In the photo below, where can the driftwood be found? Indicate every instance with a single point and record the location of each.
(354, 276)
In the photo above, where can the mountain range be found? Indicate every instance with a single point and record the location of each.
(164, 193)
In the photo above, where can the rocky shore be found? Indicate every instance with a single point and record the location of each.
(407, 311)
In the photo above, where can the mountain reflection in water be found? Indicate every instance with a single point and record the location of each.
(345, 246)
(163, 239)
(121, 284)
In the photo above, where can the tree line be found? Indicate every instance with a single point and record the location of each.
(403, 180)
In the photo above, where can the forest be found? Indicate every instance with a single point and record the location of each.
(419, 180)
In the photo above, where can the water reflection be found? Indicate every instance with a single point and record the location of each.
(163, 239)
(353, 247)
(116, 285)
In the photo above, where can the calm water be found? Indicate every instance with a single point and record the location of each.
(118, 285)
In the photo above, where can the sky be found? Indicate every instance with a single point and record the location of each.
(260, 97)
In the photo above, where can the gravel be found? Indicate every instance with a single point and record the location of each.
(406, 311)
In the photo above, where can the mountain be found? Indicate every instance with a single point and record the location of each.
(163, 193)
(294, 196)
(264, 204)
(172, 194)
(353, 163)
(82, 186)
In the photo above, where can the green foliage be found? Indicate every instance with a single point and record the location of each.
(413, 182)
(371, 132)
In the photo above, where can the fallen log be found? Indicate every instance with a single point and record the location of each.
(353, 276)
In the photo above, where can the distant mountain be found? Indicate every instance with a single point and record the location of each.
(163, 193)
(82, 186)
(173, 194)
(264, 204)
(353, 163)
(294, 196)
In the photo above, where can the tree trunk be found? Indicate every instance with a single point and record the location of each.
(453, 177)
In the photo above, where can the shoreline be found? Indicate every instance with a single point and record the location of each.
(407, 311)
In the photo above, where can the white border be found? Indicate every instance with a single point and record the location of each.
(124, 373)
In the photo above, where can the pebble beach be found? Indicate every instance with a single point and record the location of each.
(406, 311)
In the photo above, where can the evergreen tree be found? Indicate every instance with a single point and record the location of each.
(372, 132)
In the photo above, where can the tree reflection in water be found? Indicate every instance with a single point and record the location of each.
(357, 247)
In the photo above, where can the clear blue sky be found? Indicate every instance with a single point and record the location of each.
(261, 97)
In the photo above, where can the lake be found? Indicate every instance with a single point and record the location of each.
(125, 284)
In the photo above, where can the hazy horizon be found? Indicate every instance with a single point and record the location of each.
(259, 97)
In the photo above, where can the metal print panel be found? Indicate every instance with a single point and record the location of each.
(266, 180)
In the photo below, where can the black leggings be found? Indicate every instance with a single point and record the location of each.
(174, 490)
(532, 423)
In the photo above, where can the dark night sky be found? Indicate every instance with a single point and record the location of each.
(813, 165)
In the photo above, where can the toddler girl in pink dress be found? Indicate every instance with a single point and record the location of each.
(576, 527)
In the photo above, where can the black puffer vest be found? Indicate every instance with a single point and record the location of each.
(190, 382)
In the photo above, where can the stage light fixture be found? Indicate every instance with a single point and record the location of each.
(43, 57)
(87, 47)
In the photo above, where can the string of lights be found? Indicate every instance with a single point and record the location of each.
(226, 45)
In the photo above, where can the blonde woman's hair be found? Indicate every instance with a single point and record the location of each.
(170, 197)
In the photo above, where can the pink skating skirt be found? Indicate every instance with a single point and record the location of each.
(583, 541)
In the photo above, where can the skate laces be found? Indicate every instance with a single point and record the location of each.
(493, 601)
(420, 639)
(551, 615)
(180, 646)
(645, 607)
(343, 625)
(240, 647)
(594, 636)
- - -
* _BRIEF_: Reproduce all of the entries above verbatim, in their original order.

* _WRITTEN RESPONSE_:
In the photo below, where can the driftwood be found? Indicate every instance with a single point and record the location of each.
(354, 276)
In the photo above, where can the mountain range be found? Indicate every instance with a single point and record the location of each.
(164, 193)
In the photo above, where can the rocky shore be found? Indicate every instance with a single point and record the location of each.
(407, 311)
In the photo above, where can the mountain reflection in water be found? Indicate every instance with a single point and record the location of each.
(345, 246)
(163, 239)
(121, 284)
In the photo above, where can the tree line be found? Indicate every instance with a single point and record the location of each.
(403, 180)
In the photo above, where can the forest be found? Indicate every instance with a single point and record the location of each.
(419, 180)
In the photo above, where can the water reflection be found? Indicate every instance with a single point and record the location of each.
(163, 239)
(353, 247)
(116, 285)
In the photo above, where can the calm water be found? Indicate every instance with a single point and record the location of each.
(118, 285)
In the photo above, where can the sky be found? Indicate every instance with a single point and record the location of each.
(260, 97)
In the photo above, where can the gravel be found? Indicate every instance with a single point and record the location of each.
(406, 311)
In the photo above, where can the mountain be found? Indicate every instance with a single point and record the location of each.
(163, 193)
(294, 196)
(264, 204)
(172, 194)
(353, 163)
(82, 186)
In the photo above, where can the green foliage be found? Indicate every instance with a single point and record the location of each.
(413, 182)
(371, 132)
In the photo above, where can the fallen log be found? Indicate every instance with a single point and record the location of each.
(353, 276)
In the photo above, where can the distant mountain be found? Indicate every instance with a single point and record the location of each.
(163, 193)
(82, 186)
(173, 194)
(264, 204)
(353, 163)
(294, 196)
In the photo above, where can the tree trunk be found? Indicate every instance with a single point and record the location of each.
(453, 177)
In the photo above, where can the shoreline be found? Indicate every instance with a single point and record the location of each.
(407, 311)
In the photo above, where can the white border be found? Indicate every instance with a single point and record the location of each.
(124, 373)
In the photo above, where can the pebble beach be found? Indicate every instance with a single point and record the location of each.
(406, 311)
In the photo above, where can the evergreen tree be found? Indicate every instance with a single point and record the location of each.
(372, 132)
In the photo above, where can the tree reflection in water be found? Indicate every instance with a single point and record the location of each.
(357, 247)
In the photo above, where can the clear blue sky be found? Indicate every instance with a single point and record the location of each.
(261, 97)
In the photo above, where can the lake be found? Indicate every instance with a single point and record the location of each.
(125, 284)
In the photo above, where can the hazy horizon be found? Indicate every instance with a single point and record the location of each.
(259, 97)
In the photo above, where can the metal print panel be found? Indicate every instance with a single point and record the location of each.
(266, 180)
In the photo below, where can the black leggings be found? Indicate every instance with a single point and record the location of each.
(174, 490)
(532, 423)
In the photo above, where can the dark night sky be found? Indicate every instance with a single point and record the location of each.
(813, 165)
In the photo above, where can the toddler girl in pink dress be found? Indicate every instance with a single point and record the location of each.
(576, 527)
In the photo above, where can the black puffer vest be found? Indicate every instance with a single point and record the location of each.
(190, 382)
In the photo above, where can the stage light fixture be found? Indicate every instance with a single point and record the location of each.
(43, 57)
(87, 47)
In the photo above, where can the string of lights be found? Indicate every instance with a single point and record the location of each.
(226, 45)
In the photo above, where can the blonde woman's hair be found? Indicate every instance with a single point and record the location of each.
(170, 197)
In the photo above, where can the pink skating skirt be found? Indicate every instance with a single point and record the location of each.
(583, 541)
In the photo above, where can the skate laces be found? Indicate every instance with a single point and record the location of each.
(493, 601)
(420, 639)
(551, 615)
(180, 646)
(645, 607)
(343, 625)
(240, 647)
(594, 636)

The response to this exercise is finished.